DOCUMENT SEGMENT:
-- -- --

Abbots Care, Hertfordshire County Council's lead provider of care-at-home services, but which also operates in Buckinghamshire and Dorset, has also received 54% more private client enquiries in the past year than the year before (2023).
These are enquiries coming into the company directly from local residents, rather than via the county council.
This comes as a recent report has revealed that help requests to Hertfordshire's adult care services have risen by 18 per cent compared to previous years. This report was discussed at a meeting of Herts County Council's adult care, health and wellbeing committee in February. Chris Badger, the council's executive director of adult care services, told councillors that this reflects "an unprecedented increase in demand for our services".
Abbots Care is subsequently rapidly creating more jobs as it needs to be able to meet this growth in demand.
Camille Leavold, CEO and founder of Abbots Care, which celebrates 30 years of operation this year, says: "The need for home social care has exploded over the past couple of years. We have recently brought on 45 more care workers to support our growth. That's roughly an extra 1400 hours of care we will be able to provide each week."
Leavold, who is also a non-executive board member of the Homecare Association, believes that there are a number of factors leading to this huge rise in the need for care at home services: "We have an ageing population and an increased life expectancy, along with a rising number of adults with disabilities as more people with severe disabilities survive childhood," she says.
"But we have known that this is the trend for some time and, since I co-founded Abbots Care three decades ago, there have been nine Prime Ministers, all of whom have been told by the care sector that we are facing a crisis. In the past 24 months our calls have increased from roughly 4500 a week in 2023 to 7,500 a week. This is unsustainable without some real Government support.
"It is 5 years since the first Clap for Carers in the pandemic and I cannot believe that the UK care sector is in the same desperate situation it was then, and nothing has changed. The sector urgently requires substantial funding to ensure its sustainability and to continue providing essential services to those in need. Government intervention is crucial to address the financial instability and rising costs, thereby safeguarding the future of care services in the UK. The Government needs to act now, and not keep pushing it down the road."

-- -- --

EXTRACTED RECORDS:
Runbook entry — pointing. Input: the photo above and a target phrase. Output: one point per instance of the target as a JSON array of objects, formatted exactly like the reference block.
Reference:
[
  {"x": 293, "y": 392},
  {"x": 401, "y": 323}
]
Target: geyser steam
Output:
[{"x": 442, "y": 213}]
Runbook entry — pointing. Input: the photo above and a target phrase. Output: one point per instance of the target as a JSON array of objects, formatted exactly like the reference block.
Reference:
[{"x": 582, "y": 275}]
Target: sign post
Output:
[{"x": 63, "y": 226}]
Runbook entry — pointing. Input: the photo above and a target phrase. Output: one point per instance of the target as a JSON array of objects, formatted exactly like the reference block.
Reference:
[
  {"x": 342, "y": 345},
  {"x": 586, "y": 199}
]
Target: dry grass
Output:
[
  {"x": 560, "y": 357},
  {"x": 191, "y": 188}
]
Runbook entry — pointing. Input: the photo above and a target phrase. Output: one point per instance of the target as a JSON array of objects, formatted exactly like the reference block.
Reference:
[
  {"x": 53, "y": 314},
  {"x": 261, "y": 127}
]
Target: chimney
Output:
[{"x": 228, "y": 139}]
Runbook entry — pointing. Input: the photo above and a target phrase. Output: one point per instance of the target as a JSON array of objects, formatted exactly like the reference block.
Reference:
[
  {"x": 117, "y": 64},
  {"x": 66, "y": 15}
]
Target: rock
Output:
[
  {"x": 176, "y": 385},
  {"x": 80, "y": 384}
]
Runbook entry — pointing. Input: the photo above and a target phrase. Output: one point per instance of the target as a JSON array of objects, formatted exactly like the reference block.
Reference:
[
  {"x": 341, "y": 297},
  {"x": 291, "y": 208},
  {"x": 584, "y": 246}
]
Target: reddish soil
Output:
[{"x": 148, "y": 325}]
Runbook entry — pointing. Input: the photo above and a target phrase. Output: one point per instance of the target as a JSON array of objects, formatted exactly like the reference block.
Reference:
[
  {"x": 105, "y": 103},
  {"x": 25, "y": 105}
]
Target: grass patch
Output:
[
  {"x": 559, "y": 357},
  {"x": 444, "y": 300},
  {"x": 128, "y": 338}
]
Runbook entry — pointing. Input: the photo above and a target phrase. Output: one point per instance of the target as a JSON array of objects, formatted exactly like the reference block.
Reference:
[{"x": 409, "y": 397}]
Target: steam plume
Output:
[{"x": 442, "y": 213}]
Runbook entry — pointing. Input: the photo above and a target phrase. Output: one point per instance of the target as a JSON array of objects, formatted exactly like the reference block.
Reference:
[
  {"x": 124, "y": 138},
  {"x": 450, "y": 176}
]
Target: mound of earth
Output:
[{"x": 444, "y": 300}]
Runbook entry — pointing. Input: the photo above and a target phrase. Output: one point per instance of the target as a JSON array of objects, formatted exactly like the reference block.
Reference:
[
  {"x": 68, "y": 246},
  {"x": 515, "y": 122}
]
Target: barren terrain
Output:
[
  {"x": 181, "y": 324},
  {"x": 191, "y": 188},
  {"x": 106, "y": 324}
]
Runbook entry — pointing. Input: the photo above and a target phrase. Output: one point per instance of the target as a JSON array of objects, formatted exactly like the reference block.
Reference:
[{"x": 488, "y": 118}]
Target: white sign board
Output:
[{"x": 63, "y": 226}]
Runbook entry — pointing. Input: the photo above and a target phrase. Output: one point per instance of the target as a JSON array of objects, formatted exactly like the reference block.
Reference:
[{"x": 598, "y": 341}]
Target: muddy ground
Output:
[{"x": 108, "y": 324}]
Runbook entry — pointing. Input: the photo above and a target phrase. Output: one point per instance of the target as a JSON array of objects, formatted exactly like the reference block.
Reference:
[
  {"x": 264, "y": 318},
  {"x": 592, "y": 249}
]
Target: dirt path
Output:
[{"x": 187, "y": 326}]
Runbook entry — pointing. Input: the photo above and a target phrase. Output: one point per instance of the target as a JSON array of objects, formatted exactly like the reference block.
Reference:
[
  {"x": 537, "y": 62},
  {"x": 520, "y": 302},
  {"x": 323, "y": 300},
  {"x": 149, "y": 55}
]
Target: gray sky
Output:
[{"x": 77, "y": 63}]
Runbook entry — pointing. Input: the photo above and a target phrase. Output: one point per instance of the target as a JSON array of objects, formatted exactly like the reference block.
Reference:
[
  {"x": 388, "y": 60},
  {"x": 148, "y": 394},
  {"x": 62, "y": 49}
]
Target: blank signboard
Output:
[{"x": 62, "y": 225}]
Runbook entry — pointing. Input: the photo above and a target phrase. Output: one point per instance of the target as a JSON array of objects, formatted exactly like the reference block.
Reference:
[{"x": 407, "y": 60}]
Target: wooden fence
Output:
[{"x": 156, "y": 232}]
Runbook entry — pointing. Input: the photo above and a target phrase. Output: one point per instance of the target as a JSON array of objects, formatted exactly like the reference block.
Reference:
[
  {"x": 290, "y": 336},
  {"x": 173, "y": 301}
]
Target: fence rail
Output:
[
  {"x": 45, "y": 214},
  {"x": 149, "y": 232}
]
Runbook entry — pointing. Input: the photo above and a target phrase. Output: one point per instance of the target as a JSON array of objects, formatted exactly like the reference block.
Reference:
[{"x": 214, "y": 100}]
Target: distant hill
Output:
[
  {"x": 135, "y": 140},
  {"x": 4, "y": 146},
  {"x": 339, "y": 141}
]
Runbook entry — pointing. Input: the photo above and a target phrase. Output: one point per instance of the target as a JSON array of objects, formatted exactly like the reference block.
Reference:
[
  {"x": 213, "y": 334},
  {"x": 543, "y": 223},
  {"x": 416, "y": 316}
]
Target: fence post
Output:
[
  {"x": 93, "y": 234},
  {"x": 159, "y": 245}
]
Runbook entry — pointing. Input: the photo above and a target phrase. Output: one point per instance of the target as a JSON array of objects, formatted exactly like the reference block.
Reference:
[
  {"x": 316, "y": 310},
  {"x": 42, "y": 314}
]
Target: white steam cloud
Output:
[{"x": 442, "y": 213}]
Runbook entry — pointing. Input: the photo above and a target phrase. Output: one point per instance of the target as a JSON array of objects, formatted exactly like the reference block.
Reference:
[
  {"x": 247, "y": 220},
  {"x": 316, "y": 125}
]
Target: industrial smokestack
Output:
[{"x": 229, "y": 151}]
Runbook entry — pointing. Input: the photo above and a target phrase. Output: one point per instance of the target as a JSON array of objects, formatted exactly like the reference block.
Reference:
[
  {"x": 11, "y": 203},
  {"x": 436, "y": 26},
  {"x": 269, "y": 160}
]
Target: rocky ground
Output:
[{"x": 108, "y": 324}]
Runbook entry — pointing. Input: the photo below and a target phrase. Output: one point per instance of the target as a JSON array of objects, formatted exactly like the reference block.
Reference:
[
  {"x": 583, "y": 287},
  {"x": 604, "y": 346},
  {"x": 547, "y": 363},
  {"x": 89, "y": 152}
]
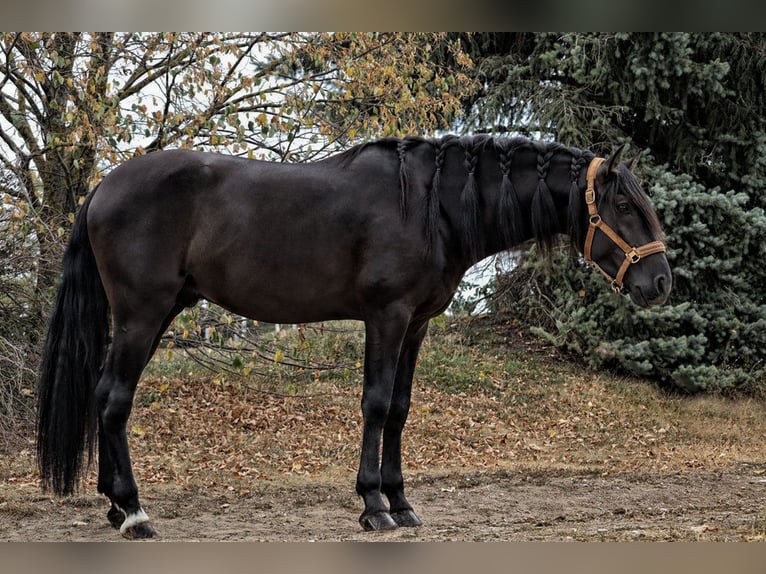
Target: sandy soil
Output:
[{"x": 483, "y": 506}]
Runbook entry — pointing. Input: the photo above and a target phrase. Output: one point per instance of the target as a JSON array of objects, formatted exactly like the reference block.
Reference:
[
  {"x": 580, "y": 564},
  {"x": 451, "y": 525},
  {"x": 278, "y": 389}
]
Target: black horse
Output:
[{"x": 381, "y": 233}]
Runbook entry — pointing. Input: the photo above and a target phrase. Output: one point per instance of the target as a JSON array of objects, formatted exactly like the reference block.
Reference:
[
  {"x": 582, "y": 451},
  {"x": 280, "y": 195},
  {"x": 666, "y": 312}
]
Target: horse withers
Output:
[{"x": 381, "y": 233}]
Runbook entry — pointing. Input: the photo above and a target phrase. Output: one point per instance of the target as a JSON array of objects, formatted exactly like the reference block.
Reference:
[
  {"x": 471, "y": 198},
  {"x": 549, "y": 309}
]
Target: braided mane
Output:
[{"x": 513, "y": 223}]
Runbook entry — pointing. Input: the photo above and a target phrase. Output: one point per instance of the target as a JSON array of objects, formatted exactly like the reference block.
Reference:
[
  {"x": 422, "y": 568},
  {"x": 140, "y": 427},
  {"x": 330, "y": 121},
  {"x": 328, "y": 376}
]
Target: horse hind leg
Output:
[{"x": 133, "y": 344}]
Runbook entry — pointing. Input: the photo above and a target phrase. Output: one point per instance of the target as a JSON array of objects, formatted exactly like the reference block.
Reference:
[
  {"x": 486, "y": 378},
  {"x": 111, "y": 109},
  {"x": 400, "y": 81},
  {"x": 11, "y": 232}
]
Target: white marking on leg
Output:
[{"x": 133, "y": 519}]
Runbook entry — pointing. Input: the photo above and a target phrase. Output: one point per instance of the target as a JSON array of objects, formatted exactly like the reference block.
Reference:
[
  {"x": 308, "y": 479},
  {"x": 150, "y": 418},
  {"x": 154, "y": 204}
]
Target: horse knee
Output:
[{"x": 114, "y": 402}]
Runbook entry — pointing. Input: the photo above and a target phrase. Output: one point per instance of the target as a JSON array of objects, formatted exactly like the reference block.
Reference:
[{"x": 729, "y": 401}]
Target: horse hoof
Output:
[
  {"x": 406, "y": 518},
  {"x": 377, "y": 521},
  {"x": 115, "y": 517},
  {"x": 139, "y": 531}
]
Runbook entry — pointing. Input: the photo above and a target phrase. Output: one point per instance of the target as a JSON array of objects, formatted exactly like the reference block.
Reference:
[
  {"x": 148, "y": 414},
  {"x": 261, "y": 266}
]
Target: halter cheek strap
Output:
[{"x": 632, "y": 254}]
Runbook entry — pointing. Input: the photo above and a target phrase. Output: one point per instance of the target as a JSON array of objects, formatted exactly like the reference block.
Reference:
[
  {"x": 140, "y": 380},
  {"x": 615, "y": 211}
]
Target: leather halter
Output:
[{"x": 632, "y": 254}]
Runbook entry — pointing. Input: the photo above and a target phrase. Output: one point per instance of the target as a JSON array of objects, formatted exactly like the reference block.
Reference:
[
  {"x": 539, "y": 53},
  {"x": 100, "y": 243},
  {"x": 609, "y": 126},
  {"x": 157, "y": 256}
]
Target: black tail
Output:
[{"x": 72, "y": 358}]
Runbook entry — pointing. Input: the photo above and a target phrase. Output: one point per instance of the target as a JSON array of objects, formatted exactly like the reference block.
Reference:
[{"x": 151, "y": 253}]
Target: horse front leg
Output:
[
  {"x": 391, "y": 469},
  {"x": 383, "y": 341}
]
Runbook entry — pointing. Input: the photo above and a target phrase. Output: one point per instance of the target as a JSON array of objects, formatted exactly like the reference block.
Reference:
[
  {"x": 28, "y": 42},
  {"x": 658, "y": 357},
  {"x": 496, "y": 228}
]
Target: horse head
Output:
[{"x": 624, "y": 239}]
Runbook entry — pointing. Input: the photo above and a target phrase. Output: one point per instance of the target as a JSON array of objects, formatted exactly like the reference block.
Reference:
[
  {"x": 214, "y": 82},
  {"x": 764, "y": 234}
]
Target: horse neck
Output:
[{"x": 512, "y": 193}]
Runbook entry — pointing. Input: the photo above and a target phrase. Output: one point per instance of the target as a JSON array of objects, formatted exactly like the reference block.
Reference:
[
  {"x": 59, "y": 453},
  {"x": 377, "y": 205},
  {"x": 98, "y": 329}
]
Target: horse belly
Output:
[{"x": 277, "y": 284}]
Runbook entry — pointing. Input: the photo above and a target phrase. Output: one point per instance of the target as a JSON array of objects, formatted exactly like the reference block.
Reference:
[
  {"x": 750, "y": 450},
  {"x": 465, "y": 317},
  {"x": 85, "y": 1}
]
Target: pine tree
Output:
[{"x": 695, "y": 104}]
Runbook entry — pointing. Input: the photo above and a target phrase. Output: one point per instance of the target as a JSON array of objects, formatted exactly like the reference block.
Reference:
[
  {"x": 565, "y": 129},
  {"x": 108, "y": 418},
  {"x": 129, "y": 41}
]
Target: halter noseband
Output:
[{"x": 632, "y": 254}]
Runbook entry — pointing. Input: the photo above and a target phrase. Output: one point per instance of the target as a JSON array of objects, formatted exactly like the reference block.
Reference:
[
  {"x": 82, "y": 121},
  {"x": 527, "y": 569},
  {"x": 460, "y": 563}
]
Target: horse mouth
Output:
[{"x": 639, "y": 298}]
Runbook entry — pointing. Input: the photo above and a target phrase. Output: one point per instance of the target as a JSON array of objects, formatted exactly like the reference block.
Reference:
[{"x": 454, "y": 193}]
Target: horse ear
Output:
[
  {"x": 632, "y": 164},
  {"x": 613, "y": 162}
]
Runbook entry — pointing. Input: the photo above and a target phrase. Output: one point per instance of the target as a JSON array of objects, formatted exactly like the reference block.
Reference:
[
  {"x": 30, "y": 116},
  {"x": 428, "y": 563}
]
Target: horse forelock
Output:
[{"x": 627, "y": 184}]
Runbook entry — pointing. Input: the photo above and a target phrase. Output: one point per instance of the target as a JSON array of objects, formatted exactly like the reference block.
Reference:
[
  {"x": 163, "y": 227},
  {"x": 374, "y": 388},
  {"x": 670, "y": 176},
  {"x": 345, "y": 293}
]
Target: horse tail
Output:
[{"x": 72, "y": 358}]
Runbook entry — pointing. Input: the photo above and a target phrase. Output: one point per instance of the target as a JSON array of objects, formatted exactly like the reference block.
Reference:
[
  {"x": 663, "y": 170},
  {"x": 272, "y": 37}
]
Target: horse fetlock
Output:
[
  {"x": 132, "y": 520},
  {"x": 406, "y": 518},
  {"x": 380, "y": 520}
]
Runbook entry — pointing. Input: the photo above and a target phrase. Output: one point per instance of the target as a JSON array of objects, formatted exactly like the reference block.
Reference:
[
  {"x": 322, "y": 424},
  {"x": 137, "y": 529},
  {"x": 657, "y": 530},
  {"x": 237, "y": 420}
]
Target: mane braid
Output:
[
  {"x": 404, "y": 185},
  {"x": 432, "y": 198},
  {"x": 469, "y": 201},
  {"x": 509, "y": 219},
  {"x": 543, "y": 208}
]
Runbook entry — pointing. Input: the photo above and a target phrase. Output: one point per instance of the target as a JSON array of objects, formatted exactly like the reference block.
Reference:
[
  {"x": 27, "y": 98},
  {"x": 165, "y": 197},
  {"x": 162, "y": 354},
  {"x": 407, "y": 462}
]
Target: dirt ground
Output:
[
  {"x": 725, "y": 505},
  {"x": 530, "y": 449}
]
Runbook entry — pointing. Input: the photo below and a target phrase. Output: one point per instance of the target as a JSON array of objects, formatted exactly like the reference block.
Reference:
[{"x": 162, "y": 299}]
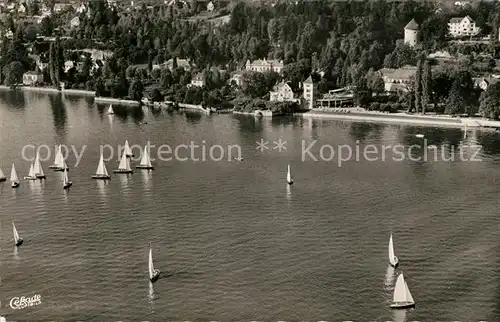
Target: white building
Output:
[
  {"x": 308, "y": 94},
  {"x": 210, "y": 6},
  {"x": 197, "y": 81},
  {"x": 265, "y": 65},
  {"x": 282, "y": 93},
  {"x": 462, "y": 27},
  {"x": 412, "y": 32}
]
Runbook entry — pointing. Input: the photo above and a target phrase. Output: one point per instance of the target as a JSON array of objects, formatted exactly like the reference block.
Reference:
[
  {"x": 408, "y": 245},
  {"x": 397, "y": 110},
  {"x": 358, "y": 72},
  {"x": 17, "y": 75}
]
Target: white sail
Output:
[
  {"x": 37, "y": 168},
  {"x": 391, "y": 252},
  {"x": 124, "y": 163},
  {"x": 151, "y": 267},
  {"x": 145, "y": 160},
  {"x": 13, "y": 174},
  {"x": 31, "y": 174},
  {"x": 101, "y": 168},
  {"x": 65, "y": 177},
  {"x": 14, "y": 230},
  {"x": 126, "y": 149},
  {"x": 58, "y": 161},
  {"x": 401, "y": 291}
]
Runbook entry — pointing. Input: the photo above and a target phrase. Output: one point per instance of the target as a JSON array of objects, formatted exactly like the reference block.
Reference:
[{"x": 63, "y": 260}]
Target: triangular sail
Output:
[
  {"x": 13, "y": 174},
  {"x": 124, "y": 165},
  {"x": 408, "y": 294},
  {"x": 101, "y": 168},
  {"x": 14, "y": 230},
  {"x": 59, "y": 161},
  {"x": 127, "y": 150},
  {"x": 391, "y": 251},
  {"x": 38, "y": 166},
  {"x": 65, "y": 177},
  {"x": 151, "y": 267},
  {"x": 145, "y": 160},
  {"x": 32, "y": 171},
  {"x": 401, "y": 291}
]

-- -- --

WHAT THIS TASK INVOLVES:
Copy the home care article word for word, starting at the words "Abbots Care, Hertfordshire" and ending after "the county council.". Rely only on the home care article, not the rows.

EXERCISE RESULT:
Abbots Care, Hertfordshire County Council's lead provider of care-at-home services, but which also operates in Buckinghamshire and Dorset, has also received 54% more private client enquiries in the past year than the year before (2023).
These are enquiries coming into the company directly from local residents, rather than via the county council.